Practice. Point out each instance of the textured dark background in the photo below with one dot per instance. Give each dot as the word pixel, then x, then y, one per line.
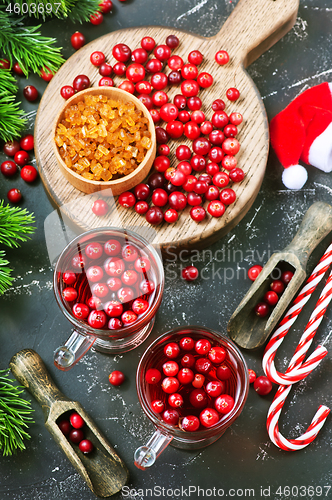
pixel 244 457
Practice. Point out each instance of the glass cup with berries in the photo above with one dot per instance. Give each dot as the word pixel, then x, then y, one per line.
pixel 108 282
pixel 192 384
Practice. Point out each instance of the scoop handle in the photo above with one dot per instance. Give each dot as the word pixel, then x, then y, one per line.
pixel 316 224
pixel 29 369
pixel 254 26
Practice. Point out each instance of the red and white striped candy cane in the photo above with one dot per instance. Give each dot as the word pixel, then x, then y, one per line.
pixel 298 371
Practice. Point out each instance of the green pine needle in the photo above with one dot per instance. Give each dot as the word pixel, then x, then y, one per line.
pixel 15 225
pixel 14 416
pixel 27 46
pixel 6 279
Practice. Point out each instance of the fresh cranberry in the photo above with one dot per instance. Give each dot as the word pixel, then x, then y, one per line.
pixel 203 365
pixel 198 381
pixel 139 56
pixel 29 173
pixel 148 43
pixel 171 417
pixel 215 388
pixel 100 208
pixel 217 355
pixel 222 57
pixel 236 174
pixel 262 385
pixel 286 277
pixel 21 158
pixel 67 91
pixel 80 311
pixel 69 294
pixel 229 162
pixel 198 398
pixel 177 200
pixel 162 52
pixel 97 319
pixel 224 404
pixel 77 40
pixel 157 406
pixel 152 376
pixel 172 41
pixel 116 378
pixel 11 148
pixel 232 94
pixel 223 372
pixel 277 286
pixel 96 18
pixel 76 436
pixel 8 168
pixel 154 66
pixel 235 118
pixel 86 446
pixel 190 423
pixel 121 52
pixel 190 273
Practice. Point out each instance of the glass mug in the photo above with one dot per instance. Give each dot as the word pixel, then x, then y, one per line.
pixel 95 263
pixel 236 386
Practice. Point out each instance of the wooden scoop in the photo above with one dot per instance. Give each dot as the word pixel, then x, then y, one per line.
pixel 102 469
pixel 245 327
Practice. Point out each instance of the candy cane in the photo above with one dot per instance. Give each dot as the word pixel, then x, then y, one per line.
pixel 297 371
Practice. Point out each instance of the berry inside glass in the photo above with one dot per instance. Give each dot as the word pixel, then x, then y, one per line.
pixel 197 400
pixel 109 284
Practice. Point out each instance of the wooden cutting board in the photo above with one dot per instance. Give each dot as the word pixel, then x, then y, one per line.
pixel 253 27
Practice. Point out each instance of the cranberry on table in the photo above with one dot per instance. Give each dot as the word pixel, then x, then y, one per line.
pixel 262 309
pixel 81 82
pixel 77 40
pixel 14 195
pixel 116 378
pixel 100 207
pixel 86 446
pixel 67 91
pixel 8 168
pixel 262 385
pixel 222 57
pixel 29 173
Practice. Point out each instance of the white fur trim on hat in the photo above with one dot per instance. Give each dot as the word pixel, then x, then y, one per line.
pixel 294 177
pixel 320 152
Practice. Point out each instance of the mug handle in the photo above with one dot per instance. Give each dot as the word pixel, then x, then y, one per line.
pixel 145 456
pixel 67 355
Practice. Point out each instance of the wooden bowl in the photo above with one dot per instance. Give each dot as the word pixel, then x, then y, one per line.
pixel 126 182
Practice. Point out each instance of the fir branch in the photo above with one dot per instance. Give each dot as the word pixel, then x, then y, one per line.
pixel 14 416
pixel 6 279
pixel 15 225
pixel 27 46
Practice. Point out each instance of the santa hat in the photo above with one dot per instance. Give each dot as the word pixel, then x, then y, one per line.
pixel 303 131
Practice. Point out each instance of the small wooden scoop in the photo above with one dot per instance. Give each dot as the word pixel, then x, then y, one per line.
pixel 102 469
pixel 245 327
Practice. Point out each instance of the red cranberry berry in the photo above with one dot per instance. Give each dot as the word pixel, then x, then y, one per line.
pixel 116 378
pixel 262 385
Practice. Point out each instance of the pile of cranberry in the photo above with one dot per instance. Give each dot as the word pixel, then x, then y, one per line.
pixel 214 145
pixel 19 151
pixel 192 387
pixel 73 428
pixel 109 286
pixel 271 297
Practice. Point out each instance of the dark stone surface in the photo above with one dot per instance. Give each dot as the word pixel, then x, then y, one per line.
pixel 244 457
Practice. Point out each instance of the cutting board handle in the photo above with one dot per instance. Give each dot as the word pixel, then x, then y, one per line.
pixel 316 224
pixel 29 369
pixel 254 26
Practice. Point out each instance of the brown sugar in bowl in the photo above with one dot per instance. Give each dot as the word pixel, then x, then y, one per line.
pixel 126 182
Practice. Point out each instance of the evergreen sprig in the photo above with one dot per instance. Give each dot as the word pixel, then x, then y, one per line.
pixel 15 225
pixel 14 416
pixel 28 46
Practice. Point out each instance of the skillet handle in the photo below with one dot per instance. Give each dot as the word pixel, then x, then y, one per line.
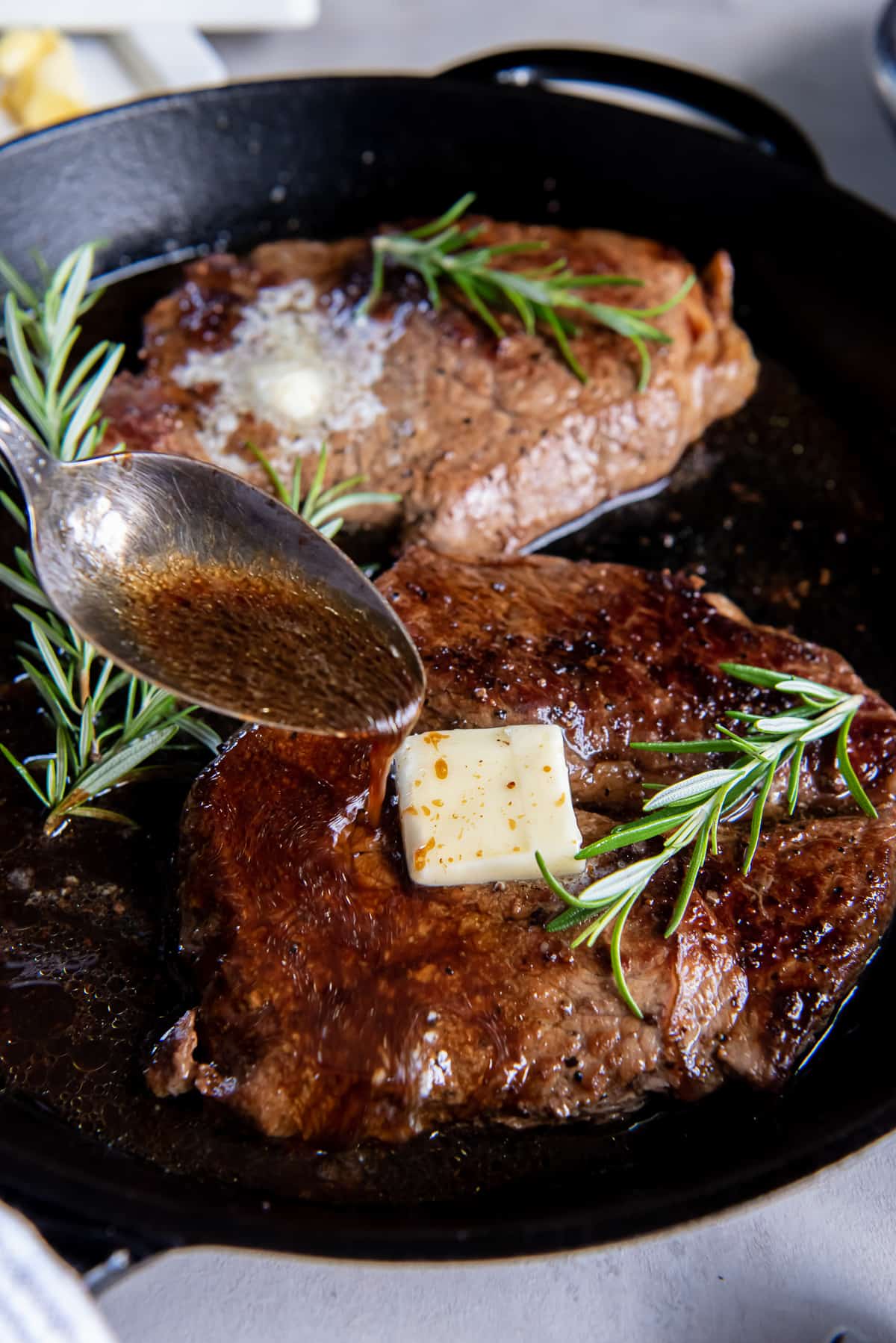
pixel 732 108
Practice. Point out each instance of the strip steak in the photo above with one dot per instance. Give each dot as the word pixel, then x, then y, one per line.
pixel 491 445
pixel 340 1002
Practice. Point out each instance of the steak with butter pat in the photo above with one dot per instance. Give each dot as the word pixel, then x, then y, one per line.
pixel 489 444
pixel 340 1002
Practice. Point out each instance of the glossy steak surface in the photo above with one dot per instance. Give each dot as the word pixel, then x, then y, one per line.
pixel 489 444
pixel 340 1002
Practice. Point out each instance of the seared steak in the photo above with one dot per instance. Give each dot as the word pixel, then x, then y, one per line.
pixel 339 1001
pixel 489 444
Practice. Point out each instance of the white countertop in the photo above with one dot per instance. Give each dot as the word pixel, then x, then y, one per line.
pixel 808 1263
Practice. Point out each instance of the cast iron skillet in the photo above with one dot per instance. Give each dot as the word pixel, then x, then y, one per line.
pixel 786 508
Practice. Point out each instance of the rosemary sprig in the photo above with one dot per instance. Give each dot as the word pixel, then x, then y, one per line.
pixel 320 508
pixel 689 813
pixel 108 725
pixel 441 252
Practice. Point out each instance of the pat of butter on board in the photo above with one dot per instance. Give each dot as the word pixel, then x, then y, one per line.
pixel 477 802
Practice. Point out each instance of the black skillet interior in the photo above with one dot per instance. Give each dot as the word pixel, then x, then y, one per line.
pixel 785 508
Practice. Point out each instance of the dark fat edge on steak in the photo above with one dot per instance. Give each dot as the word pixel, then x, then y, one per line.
pixel 489 444
pixel 340 1002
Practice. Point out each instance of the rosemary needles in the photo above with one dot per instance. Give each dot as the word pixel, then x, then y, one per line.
pixel 688 813
pixel 105 725
pixel 447 252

WRITTEN EXERCISE: Copy out all of the data above word for word, leaving out the pictures.

WRITTEN SOLUTION:
Practice. Point out each instance of the textured dark background in the photo below with one dot per instance. Give each dot as the word pixel, then x, then y, one per line.
pixel 244 457
Practice. Point out each instance of the glass cup with berries in the photo above with one dot per instance. Give each dot as the word pixel, then x, then y, one per line.
pixel 108 282
pixel 192 384
Practice. Point out each instance of the scoop handle in the photo above with one dot per instance. Give each dot as the word pixel, then x, then y, one per line.
pixel 316 224
pixel 29 369
pixel 254 26
Practice. Point out each instance of the red and white striped candy cane in the photo above with one dot per instance. Give each dot as the word pixel, then x, then y, one per line.
pixel 298 371
Practice. Point out each instance of the green pine needle in the photo above with one dot per instance. Give each dot as the word pixel, then x, then y, one per line.
pixel 15 225
pixel 14 416
pixel 27 46
pixel 6 279
Practice. Point out each instance of the fresh cranberry in the photo above with one dot per instance. Give each dot as the word pixel, then x, then y, one per line.
pixel 203 365
pixel 198 381
pixel 139 56
pixel 29 173
pixel 148 43
pixel 171 417
pixel 215 388
pixel 100 208
pixel 217 355
pixel 222 57
pixel 236 174
pixel 262 385
pixel 286 277
pixel 21 158
pixel 67 91
pixel 80 311
pixel 69 294
pixel 229 162
pixel 198 398
pixel 177 200
pixel 162 52
pixel 97 319
pixel 224 404
pixel 77 40
pixel 157 406
pixel 152 376
pixel 172 41
pixel 116 378
pixel 11 148
pixel 232 94
pixel 223 372
pixel 277 286
pixel 96 18
pixel 76 436
pixel 8 168
pixel 154 66
pixel 235 118
pixel 86 446
pixel 190 423
pixel 121 52
pixel 190 273
Practice. Point out each instance of the glass mug in the photo above with one dot per instance. Give each dot as the word pixel, then x, then y, one per line.
pixel 95 263
pixel 236 386
Practice. Point out each instance of the wooden scoop in the photo above with one dot per instance. Give each dot as the word pixel, then x, then y, one per line.
pixel 102 469
pixel 245 327
Practice. Point out each instance of the candy cane in the photo above with one dot per instance. Give each dot as the word pixel, then x, then y, one per line.
pixel 297 371
Practice. Point out each instance of the berry inside glass in the photo above with one dot per instance. Give each dot as the word pixel, then x, then y, one per line.
pixel 197 400
pixel 109 284
Practice. Point out each instance of the wooden cutting board in the photo above with one dot per instance. Give each dot as the word pixel, then x, then y, one per line.
pixel 253 27
Practice. Point out each instance of the cranberry on table in the photo above with one dot per instance. Give each dot as the word pixel, then x, then y, one per line.
pixel 262 309
pixel 81 82
pixel 77 40
pixel 14 195
pixel 116 378
pixel 100 207
pixel 86 446
pixel 67 91
pixel 8 168
pixel 262 385
pixel 222 57
pixel 29 173
Practice. Point out each instance of the white fur trim on hat in the photo above with one dot per instance. Give each dot as the word pixel, then x, then y, one per line.
pixel 294 177
pixel 320 152
Practice. Point out each instance of the mug handle in the photo above with one dot per instance. Give each dot as the word pixel, then x, then y, one per line.
pixel 145 456
pixel 67 355
Practice. Point out each instance of the wooden bowl in the photo above with one dot per instance. Give each dot as the word pixel, then x, then y, one per line.
pixel 126 182
Practice. Point out each instance of the fir branch in the photo above with one dot per instance. Give each dot as the word pixel, then x, then y, one per line.
pixel 14 416
pixel 6 279
pixel 15 225
pixel 27 46
Practice. Point out each instance of the santa hat in the photo above with one dot per instance. Give each dot as the word pixel, then x, then y, one per line.
pixel 303 131
Practice. Point out each instance of the small wooden scoop in the photo above with one dot per instance. Give each dot as the word pixel, then x, then y, one per line.
pixel 102 469
pixel 245 327
Practice. Point out each instance of the red cranberry berry in the photo above with one dot per instance. Give each dot as the word pixel, then x, then y, one per line.
pixel 116 378
pixel 262 385
Practice. Point out each instance of the pile of cranberry in the photo above with one dot per instance. Give each dot as the word pixel, then x, then y, one per line.
pixel 214 145
pixel 19 151
pixel 192 387
pixel 73 428
pixel 109 286
pixel 271 297
Practice. Point out each instance of the dark stone surface in the photo above with one dot per instance. Give each dot as the word pixel, then x, then y, one per line.
pixel 244 457
Practice. Point out each instance of the cutting board handle in the photo above with one dot per instance. Give each dot as the word pixel, then x, then y, one per line.
pixel 316 224
pixel 29 369
pixel 254 26
Practice. Point out each instance of the brown sugar in bowl in the photo above with one dot per instance. Give each dot as the word pixel, then x, then y, one per line.
pixel 126 182
Practice. Point out each instance of the evergreen sprig in the photo above with one dot per instance. Give each dot as the word pixel, then x, then y, one per line.
pixel 15 225
pixel 14 416
pixel 28 46
Practice. Point out each instance of the skillet handle in the photo below with one dot per instance. Give each dot as the word pixel, then x, then y, one per line.
pixel 732 108
Practice. Point out each instance of the strip steak in the photo above with one dot per instance. Give each dot as the word pixel, then x, then y, one per line.
pixel 491 445
pixel 340 1002
Practice. Point out each instance of the steak with butter pat in the photo above with one dot per instance. Give each dot as the word pixel, then x, then y, one per line.
pixel 489 444
pixel 340 1002
Practice. Point out each instance of the glossy steak surface in the photo above with one dot per instance. Give each dot as the word pixel, then x, then y, one per line.
pixel 489 444
pixel 340 1002
Practice. Point out each instance of the seared steak in the photo above with one dot per instance. Give each dot as the word pixel, then x, then y, one per line.
pixel 339 1001
pixel 489 444
Practice. Point out each instance of the white countertop in the photo above with one dot per instance. Give each dot as the word pixel, then x, then y, one per line.
pixel 808 1263
Practice. Point out each instance of the cast iron skillet in the photo above with one dot per instance. Give each dot as the word pixel, then x, then y, one per line.
pixel 786 508
Practice. Point out each instance of the rosemary sprig in the photo above with one dot per instance. Give each dot as the word pixel, then x, then y, one per line.
pixel 320 508
pixel 689 813
pixel 108 725
pixel 441 252
Practice. Point out each instance of the pat of butter on board in the photo above with one dot per instance. Give each dot as the word pixel, then x, then y, one per line.
pixel 477 802
Practice. Point out each instance of the black skillet interior in the photo above with one dot per instance. Give each dot as the word pixel, then x, then y, one per line.
pixel 785 508
Practice. Point out each instance of the dark fat edge on steak in the photo above with one dot per instance. Give each dot as the word pixel, then x, then y, one per line.
pixel 489 444
pixel 340 1002
Practice. Point out each instance of the rosemary needles in the photo above with one dot per instance. Give each dot as the word pixel, then x, then y, one per line.
pixel 688 813
pixel 105 725
pixel 447 252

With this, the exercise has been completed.